▶ _Items from a dataset_:

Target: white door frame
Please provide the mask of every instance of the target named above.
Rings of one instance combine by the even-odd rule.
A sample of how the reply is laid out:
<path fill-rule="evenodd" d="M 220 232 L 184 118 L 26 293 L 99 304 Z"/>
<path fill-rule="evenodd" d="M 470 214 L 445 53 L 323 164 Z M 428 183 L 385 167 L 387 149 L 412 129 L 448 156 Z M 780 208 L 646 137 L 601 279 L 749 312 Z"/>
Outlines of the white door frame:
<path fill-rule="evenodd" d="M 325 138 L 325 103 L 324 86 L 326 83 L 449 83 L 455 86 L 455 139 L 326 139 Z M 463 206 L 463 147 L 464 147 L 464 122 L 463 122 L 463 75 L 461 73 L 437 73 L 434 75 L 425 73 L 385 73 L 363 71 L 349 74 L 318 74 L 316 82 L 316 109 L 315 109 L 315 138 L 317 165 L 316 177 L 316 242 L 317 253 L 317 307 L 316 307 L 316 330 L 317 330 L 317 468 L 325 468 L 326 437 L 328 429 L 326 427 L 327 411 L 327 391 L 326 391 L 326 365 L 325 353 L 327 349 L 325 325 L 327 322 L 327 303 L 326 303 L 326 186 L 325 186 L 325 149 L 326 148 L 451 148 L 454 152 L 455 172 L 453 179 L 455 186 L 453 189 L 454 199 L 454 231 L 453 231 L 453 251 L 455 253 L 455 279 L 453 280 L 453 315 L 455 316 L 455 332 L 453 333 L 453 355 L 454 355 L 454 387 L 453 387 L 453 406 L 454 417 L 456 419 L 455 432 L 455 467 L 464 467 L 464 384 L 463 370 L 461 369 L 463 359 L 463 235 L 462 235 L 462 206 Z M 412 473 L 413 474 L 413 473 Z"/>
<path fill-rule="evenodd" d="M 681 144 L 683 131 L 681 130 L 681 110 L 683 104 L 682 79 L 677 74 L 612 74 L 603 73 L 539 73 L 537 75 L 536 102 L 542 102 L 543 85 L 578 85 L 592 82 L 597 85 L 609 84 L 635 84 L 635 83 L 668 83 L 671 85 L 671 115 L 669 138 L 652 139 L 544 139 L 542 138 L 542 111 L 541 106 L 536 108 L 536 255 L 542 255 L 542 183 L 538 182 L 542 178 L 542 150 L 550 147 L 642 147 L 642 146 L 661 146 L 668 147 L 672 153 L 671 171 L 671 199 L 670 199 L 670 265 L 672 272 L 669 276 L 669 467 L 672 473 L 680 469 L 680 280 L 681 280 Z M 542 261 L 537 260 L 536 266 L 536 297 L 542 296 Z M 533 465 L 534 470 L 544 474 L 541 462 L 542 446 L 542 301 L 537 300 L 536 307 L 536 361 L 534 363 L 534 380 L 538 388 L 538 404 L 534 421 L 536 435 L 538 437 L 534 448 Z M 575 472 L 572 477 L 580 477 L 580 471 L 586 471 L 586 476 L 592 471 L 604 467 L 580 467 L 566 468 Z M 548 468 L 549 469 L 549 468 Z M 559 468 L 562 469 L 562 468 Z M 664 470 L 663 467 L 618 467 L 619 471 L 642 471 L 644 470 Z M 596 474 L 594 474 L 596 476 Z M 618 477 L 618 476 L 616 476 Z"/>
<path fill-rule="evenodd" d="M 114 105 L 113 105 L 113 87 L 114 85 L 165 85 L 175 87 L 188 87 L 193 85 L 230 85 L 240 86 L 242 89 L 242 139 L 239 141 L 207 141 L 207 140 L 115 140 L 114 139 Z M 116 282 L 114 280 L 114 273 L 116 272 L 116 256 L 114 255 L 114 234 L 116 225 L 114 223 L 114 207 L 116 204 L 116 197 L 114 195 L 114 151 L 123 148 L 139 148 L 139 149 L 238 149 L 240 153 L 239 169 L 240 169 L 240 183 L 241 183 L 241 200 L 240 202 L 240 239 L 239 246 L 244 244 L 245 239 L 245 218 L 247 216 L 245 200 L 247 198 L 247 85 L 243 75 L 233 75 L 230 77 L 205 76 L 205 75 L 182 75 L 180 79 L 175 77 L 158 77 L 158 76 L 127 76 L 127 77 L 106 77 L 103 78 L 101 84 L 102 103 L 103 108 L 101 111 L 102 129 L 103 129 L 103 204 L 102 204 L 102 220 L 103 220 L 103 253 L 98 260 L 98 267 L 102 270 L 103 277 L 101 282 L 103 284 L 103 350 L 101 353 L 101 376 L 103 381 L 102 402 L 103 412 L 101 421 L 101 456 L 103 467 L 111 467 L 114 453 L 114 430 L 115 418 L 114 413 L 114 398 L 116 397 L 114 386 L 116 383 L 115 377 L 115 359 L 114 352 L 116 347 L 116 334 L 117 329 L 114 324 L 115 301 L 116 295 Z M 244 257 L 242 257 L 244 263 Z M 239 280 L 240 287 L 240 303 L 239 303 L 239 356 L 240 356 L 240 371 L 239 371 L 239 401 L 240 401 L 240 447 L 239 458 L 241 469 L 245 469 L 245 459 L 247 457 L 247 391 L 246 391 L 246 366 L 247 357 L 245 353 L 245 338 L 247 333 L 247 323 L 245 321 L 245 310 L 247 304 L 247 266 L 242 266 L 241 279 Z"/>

▶ _What to do_: What lines above hold the word "door"? Pull each one out.

▶ _Exercise response_:
Target: white door frame
Outlines of the white door frame:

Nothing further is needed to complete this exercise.